Selected extract section start

Inactive PLSCR-1 prevents PS exit during secretagogue-evoked exocytosis. Confocal images of bovine chromaffin cells expressing GFP-tagged PLSCR-1 or GFP-tagged PLSCR-1D284A. Cells were maintained under resting conditions (R) or stimulated for 10 min with 59 mm K+ (S) in the presence of fluorescent annexin-A5 to reveal PS at the cell surface. Scale bar, 5 μm. *Nontransfected cells (NT). Mean annexin-A5 fluorescence intensity is represented by the graph on the right (n = 25 cells). Expression of EGFP alone did not modify the level of annexin-A5 staining (data not shown).

Selected extract section end
Provided data section start

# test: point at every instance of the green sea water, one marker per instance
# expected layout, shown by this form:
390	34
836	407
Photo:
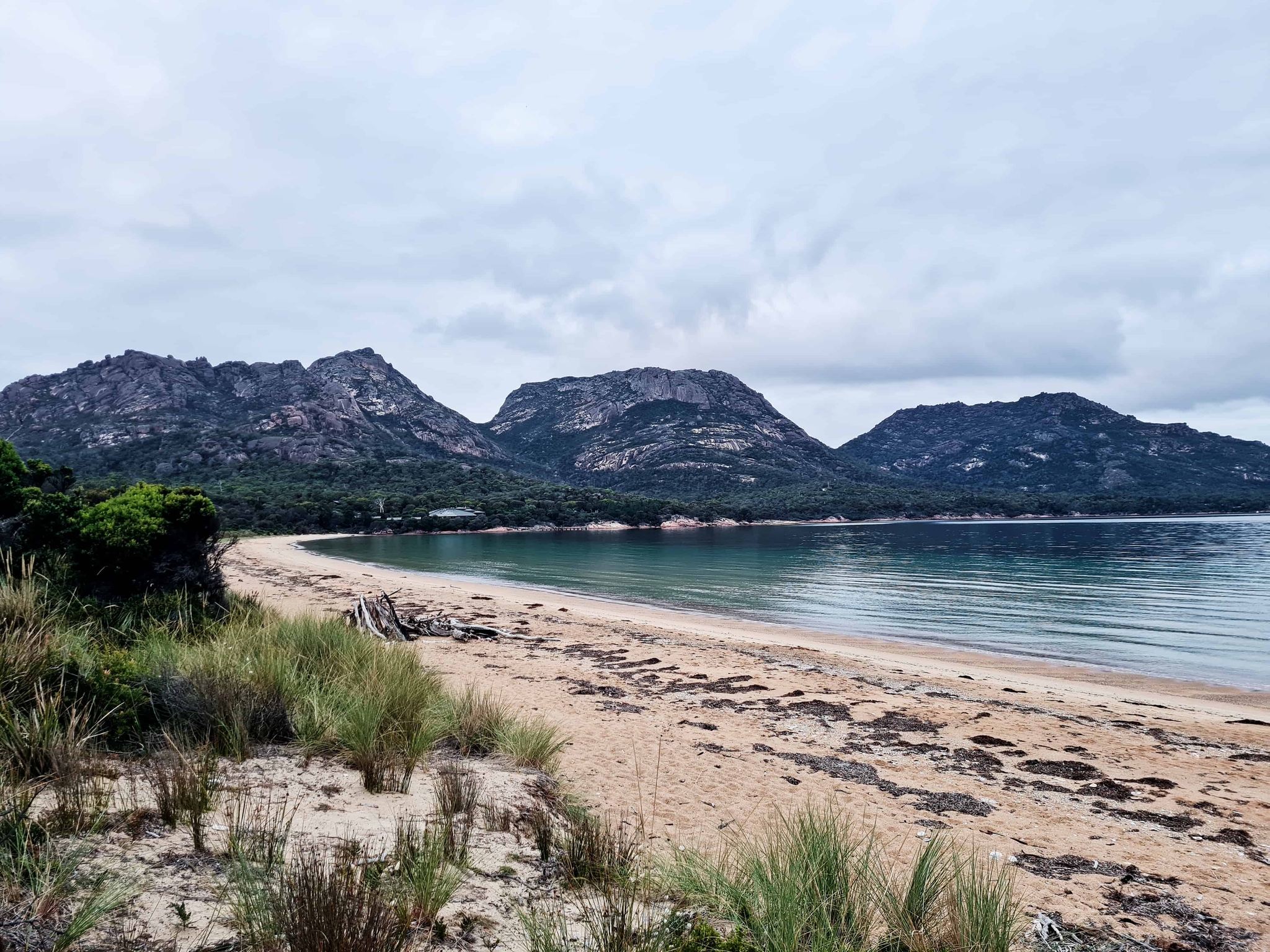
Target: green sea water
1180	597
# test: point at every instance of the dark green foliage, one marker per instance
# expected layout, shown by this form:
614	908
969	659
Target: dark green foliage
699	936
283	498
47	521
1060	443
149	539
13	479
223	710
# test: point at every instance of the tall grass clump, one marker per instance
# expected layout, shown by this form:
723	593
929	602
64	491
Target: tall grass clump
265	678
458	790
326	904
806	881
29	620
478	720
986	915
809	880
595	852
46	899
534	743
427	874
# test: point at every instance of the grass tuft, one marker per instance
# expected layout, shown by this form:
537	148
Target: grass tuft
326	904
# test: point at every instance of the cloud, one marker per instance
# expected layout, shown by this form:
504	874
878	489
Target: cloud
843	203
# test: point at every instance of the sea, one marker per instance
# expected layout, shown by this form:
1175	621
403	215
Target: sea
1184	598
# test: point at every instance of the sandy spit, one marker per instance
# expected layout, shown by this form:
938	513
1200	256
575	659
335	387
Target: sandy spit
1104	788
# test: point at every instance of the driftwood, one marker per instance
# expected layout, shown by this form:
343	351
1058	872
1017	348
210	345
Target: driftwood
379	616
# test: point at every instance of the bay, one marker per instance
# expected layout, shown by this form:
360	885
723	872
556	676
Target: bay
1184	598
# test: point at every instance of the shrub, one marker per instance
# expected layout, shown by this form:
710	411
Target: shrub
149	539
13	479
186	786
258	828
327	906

Provided data section end

> _Set of tasks_
A – In the PLSCR-1 figure legend, for how long were the cells stimulated with 59 mm K+?
B – Rewrite the PLSCR-1 figure legend starting at "Inactive PLSCR-1 prevents" and ending at "(data not shown).", replacing "bovine" with "porcine".
C – List each abbreviation that the PLSCR-1 figure legend introduces in parentheses, along with what it stands for.

> _Expected outputs_
A – 10 min

B –
Inactive PLSCR-1 prevents PS exit during secretagogue-evoked exocytosis. Confocal images of porcine chromaffin cells expressing GFP-tagged PLSCR-1 or GFP-tagged PLSCR-1D284A. Cells were maintained under resting conditions (R) or stimulated for 10 min with 59 mm K+ (S) in the presence of fluorescent annexin-A5 to reveal PS at the cell surface. Scale bar, 5 μm. *Nontransfected cells (NT). Mean annexin-A5 fluorescence intensity is represented by the graph on the right (n = 25 cells). Expression of EGFP alone did not modify the level of annexin-A5 staining (data not shown).

C –
R: resting conditions
S: stimulated for 10 min with 59 mm K+
NT: nontransfected cells